* **Your task**: Please count the lines in the items below that contain the string "roof", treating uppercase and lowercase letters as different. Reply with the number alone.

··········

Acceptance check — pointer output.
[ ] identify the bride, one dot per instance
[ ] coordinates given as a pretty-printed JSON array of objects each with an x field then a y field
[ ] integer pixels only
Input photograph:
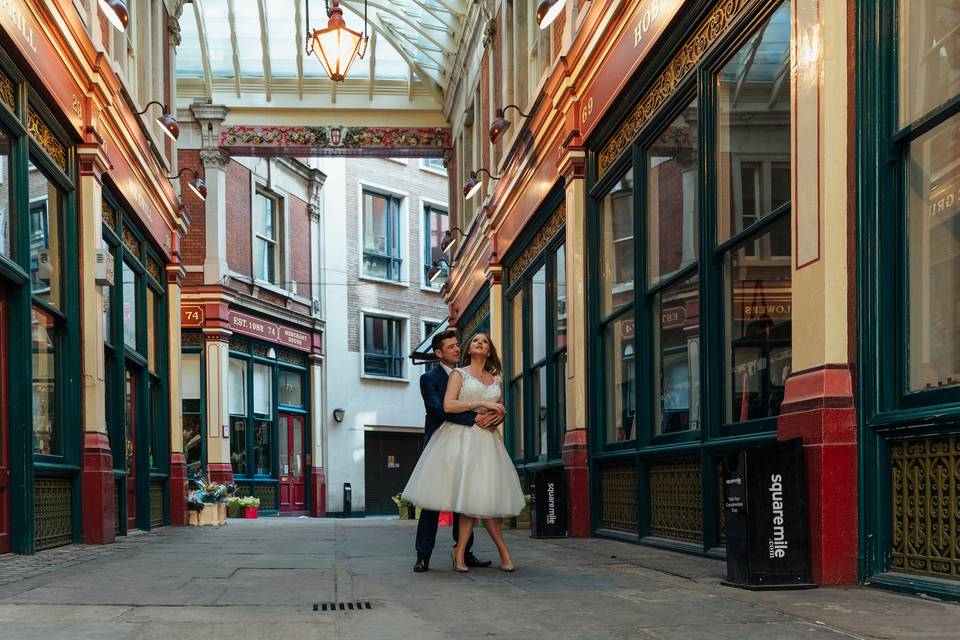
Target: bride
[{"x": 467, "y": 470}]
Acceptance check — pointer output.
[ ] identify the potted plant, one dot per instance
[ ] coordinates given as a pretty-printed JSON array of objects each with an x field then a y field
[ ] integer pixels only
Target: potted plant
[{"x": 404, "y": 507}]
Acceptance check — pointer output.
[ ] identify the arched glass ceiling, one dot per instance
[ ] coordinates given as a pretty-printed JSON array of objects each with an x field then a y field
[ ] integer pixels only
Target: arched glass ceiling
[{"x": 246, "y": 46}]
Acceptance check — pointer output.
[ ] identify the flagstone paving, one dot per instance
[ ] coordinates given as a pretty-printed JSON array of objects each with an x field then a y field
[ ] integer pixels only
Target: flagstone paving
[{"x": 270, "y": 579}]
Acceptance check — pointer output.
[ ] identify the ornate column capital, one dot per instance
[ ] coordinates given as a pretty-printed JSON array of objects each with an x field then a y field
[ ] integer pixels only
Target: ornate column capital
[{"x": 214, "y": 158}]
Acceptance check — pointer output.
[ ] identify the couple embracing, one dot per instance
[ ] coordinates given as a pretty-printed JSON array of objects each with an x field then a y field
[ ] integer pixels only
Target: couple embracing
[{"x": 464, "y": 467}]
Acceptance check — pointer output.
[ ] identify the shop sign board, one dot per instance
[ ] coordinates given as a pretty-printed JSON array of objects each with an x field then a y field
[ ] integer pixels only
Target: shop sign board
[
  {"x": 19, "y": 21},
  {"x": 270, "y": 331},
  {"x": 191, "y": 315},
  {"x": 645, "y": 26}
]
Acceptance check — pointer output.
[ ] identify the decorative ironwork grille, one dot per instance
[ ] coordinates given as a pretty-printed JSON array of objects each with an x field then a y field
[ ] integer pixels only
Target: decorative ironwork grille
[
  {"x": 618, "y": 486},
  {"x": 268, "y": 496},
  {"x": 676, "y": 510},
  {"x": 926, "y": 506},
  {"x": 156, "y": 504},
  {"x": 116, "y": 507},
  {"x": 53, "y": 515}
]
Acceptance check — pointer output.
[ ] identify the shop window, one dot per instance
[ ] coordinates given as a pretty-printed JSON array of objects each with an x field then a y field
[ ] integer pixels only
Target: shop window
[
  {"x": 436, "y": 222},
  {"x": 753, "y": 130},
  {"x": 758, "y": 310},
  {"x": 291, "y": 388},
  {"x": 537, "y": 355},
  {"x": 130, "y": 305},
  {"x": 676, "y": 349},
  {"x": 266, "y": 235},
  {"x": 46, "y": 430},
  {"x": 933, "y": 219},
  {"x": 382, "y": 346},
  {"x": 381, "y": 236},
  {"x": 672, "y": 207},
  {"x": 6, "y": 248},
  {"x": 616, "y": 260},
  {"x": 46, "y": 215},
  {"x": 191, "y": 381}
]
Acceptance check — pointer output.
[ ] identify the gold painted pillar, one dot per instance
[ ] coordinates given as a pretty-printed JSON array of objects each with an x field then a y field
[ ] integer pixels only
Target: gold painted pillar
[
  {"x": 97, "y": 483},
  {"x": 575, "y": 457},
  {"x": 818, "y": 401}
]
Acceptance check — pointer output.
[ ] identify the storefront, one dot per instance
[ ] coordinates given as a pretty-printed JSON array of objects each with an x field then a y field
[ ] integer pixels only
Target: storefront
[
  {"x": 690, "y": 197},
  {"x": 909, "y": 293},
  {"x": 88, "y": 231},
  {"x": 267, "y": 398}
]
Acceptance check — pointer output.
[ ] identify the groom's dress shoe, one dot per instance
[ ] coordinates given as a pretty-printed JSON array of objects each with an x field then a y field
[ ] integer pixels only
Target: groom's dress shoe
[{"x": 472, "y": 561}]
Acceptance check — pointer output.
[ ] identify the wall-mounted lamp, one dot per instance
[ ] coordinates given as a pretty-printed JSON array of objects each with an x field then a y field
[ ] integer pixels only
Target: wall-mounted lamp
[
  {"x": 448, "y": 239},
  {"x": 436, "y": 269},
  {"x": 197, "y": 185},
  {"x": 501, "y": 124},
  {"x": 166, "y": 121},
  {"x": 547, "y": 12},
  {"x": 472, "y": 185},
  {"x": 116, "y": 13}
]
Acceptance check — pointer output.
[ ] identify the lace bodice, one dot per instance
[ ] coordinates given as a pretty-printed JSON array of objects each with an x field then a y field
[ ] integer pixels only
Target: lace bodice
[{"x": 475, "y": 390}]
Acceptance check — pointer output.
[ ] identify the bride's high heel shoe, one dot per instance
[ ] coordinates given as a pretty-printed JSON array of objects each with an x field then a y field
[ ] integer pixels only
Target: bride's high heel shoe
[{"x": 459, "y": 568}]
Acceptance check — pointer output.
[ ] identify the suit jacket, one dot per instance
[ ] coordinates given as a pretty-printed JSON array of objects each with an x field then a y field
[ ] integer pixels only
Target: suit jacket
[{"x": 433, "y": 386}]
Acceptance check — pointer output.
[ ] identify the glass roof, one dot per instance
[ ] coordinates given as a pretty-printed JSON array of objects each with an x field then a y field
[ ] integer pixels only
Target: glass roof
[{"x": 410, "y": 40}]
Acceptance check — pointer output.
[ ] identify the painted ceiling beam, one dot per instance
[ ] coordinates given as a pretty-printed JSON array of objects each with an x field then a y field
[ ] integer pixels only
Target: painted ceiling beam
[
  {"x": 204, "y": 49},
  {"x": 265, "y": 46},
  {"x": 232, "y": 21}
]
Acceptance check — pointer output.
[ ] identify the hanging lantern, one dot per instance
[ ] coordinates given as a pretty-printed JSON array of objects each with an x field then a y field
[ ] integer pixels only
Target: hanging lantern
[{"x": 336, "y": 47}]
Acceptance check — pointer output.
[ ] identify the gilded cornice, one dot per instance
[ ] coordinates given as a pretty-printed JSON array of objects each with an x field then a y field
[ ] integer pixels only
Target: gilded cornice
[{"x": 709, "y": 31}]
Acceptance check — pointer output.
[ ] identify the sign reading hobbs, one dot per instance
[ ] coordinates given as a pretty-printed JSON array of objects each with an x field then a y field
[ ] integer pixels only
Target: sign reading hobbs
[{"x": 766, "y": 518}]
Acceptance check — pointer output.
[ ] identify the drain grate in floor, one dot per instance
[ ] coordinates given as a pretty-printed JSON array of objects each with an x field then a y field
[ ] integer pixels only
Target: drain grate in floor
[{"x": 343, "y": 606}]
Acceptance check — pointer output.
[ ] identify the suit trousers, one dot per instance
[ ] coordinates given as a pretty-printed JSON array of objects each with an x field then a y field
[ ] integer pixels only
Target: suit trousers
[{"x": 427, "y": 532}]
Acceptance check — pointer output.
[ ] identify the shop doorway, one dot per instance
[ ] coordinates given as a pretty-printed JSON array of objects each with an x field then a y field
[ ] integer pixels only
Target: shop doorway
[
  {"x": 293, "y": 493},
  {"x": 389, "y": 461}
]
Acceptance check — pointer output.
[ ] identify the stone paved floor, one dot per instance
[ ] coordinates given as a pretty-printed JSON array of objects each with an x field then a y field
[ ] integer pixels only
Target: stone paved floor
[{"x": 262, "y": 578}]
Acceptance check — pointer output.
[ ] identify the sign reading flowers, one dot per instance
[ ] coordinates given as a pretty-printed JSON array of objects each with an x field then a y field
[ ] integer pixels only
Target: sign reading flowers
[{"x": 355, "y": 141}]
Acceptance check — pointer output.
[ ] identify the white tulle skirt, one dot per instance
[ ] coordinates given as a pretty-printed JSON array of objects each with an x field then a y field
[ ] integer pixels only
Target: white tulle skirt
[{"x": 466, "y": 470}]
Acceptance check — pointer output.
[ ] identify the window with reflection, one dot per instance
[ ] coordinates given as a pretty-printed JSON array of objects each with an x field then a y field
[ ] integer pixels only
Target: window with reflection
[
  {"x": 46, "y": 218},
  {"x": 537, "y": 363},
  {"x": 758, "y": 311},
  {"x": 616, "y": 246},
  {"x": 753, "y": 129}
]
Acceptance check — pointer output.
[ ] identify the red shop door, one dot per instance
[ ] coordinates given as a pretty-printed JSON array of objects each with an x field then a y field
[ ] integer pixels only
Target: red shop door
[{"x": 293, "y": 494}]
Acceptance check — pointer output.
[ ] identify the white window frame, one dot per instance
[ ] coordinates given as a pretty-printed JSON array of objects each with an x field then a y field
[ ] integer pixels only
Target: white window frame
[
  {"x": 404, "y": 320},
  {"x": 279, "y": 219},
  {"x": 438, "y": 204},
  {"x": 404, "y": 232}
]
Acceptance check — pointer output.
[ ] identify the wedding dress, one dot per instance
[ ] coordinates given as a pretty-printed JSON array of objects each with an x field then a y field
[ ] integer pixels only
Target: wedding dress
[{"x": 467, "y": 469}]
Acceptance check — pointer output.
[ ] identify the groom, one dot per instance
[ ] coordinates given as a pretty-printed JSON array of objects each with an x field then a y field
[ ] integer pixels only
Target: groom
[{"x": 433, "y": 386}]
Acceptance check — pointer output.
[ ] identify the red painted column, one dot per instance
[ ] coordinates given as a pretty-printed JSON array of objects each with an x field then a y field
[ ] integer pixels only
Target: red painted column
[
  {"x": 97, "y": 489},
  {"x": 178, "y": 489},
  {"x": 318, "y": 492},
  {"x": 819, "y": 407},
  {"x": 576, "y": 466}
]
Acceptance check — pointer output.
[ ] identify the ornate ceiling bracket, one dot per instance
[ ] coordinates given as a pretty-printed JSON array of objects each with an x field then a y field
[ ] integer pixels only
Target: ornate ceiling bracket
[
  {"x": 335, "y": 141},
  {"x": 708, "y": 32}
]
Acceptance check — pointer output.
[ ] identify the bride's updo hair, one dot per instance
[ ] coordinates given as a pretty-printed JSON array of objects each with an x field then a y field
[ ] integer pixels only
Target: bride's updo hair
[{"x": 492, "y": 365}]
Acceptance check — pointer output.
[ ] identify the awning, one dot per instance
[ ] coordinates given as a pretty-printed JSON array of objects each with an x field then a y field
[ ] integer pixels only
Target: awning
[{"x": 423, "y": 353}]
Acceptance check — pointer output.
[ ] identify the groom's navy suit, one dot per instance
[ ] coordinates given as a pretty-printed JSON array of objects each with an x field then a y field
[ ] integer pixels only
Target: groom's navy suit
[{"x": 433, "y": 386}]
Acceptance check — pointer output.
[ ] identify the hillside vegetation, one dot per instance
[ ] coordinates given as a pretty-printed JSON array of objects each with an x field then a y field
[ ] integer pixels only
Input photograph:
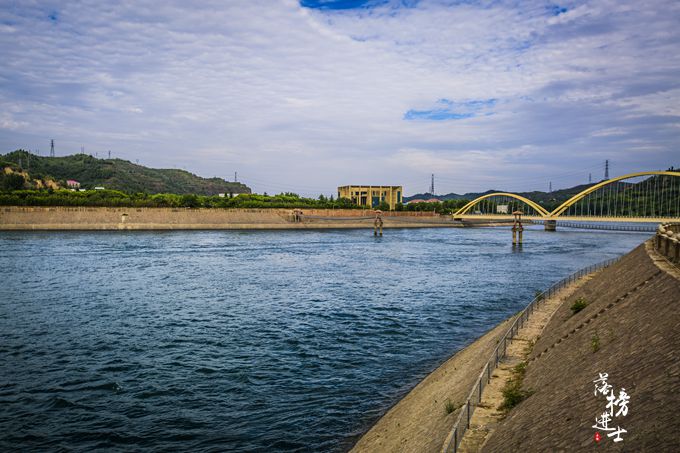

··········

* **Output below**: 2